What is required | From the data below, repeat exactly the lines from the line with "Practice step: identify the headlight" to the line with "Category: rocky ground", both included.

Data supplied |

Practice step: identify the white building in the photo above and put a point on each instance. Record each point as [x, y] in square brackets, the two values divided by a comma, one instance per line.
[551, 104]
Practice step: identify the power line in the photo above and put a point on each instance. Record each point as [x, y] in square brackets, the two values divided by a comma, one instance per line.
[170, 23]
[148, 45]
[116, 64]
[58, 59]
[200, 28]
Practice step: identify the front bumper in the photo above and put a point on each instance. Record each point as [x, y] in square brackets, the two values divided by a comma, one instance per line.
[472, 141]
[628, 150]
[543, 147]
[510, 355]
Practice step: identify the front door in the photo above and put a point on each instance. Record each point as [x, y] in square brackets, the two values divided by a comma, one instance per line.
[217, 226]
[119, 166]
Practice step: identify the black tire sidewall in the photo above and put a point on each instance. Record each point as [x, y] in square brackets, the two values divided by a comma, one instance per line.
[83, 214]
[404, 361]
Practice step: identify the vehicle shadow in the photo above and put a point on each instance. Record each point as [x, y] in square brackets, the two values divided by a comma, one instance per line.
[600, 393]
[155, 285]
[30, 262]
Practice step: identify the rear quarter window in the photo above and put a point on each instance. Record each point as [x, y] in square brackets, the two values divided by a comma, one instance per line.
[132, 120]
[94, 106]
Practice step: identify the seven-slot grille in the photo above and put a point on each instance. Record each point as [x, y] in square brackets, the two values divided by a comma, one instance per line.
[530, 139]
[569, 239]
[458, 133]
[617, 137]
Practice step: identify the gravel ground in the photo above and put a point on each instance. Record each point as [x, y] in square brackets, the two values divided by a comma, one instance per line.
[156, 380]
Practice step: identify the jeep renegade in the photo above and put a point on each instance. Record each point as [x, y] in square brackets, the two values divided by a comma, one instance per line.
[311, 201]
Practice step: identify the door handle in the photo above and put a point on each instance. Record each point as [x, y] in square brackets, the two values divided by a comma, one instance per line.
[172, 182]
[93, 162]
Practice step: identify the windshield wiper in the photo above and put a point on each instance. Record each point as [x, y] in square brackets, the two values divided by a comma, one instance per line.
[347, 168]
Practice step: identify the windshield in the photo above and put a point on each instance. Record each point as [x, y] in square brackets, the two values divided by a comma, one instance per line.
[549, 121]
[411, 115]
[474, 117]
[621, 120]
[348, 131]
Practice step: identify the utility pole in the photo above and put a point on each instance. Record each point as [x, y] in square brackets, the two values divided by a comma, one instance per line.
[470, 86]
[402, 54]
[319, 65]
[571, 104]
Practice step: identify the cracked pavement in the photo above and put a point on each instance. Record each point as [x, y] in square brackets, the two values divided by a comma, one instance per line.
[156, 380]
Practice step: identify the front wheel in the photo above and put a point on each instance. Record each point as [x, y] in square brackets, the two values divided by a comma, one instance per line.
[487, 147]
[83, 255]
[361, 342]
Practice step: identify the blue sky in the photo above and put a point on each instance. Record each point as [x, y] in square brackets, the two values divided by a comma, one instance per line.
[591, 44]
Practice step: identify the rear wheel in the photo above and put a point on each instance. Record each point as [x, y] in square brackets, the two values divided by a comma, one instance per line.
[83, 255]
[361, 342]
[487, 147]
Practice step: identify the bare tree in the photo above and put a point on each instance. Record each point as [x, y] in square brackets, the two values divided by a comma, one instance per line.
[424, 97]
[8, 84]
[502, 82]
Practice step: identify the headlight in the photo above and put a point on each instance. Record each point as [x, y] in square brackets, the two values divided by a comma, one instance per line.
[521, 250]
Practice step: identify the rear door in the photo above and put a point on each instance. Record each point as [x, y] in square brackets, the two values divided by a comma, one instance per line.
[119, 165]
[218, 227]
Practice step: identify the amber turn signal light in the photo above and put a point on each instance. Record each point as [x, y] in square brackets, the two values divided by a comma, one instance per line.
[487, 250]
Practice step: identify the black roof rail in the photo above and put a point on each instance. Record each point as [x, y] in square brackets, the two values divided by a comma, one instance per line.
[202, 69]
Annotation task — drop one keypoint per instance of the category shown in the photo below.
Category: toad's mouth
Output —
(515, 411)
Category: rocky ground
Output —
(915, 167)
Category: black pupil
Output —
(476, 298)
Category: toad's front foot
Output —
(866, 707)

Solved exercise |
Practice step: identify the headlight in the photo above and put a point on each instance. Record each point as [x, y] in square brackets, the two values divided by a comma, one instance per line.
[521, 250]
Practice step: identify the rear door in the photo above and put a point on each instance. Record each point as [x, y] in square brackets, the two values divided by a comma, one instance per line.
[119, 165]
[218, 227]
Practice step: identify the amber turn signal light in the photo above and put a point on each instance. Record each point as [x, y] in square brackets, the two values divided by a comma, one instance per line.
[487, 250]
Practice step: identify the black roof rail in the photo above and put a point on each instance. Record each point as [x, y] in square brackets, the two values divided by a comma, one instance per line.
[202, 69]
Annotation task — drop one keypoint per instance of the category shown in the photo below.
Category: toad's mouth
Output —
(515, 411)
Category: rocky ground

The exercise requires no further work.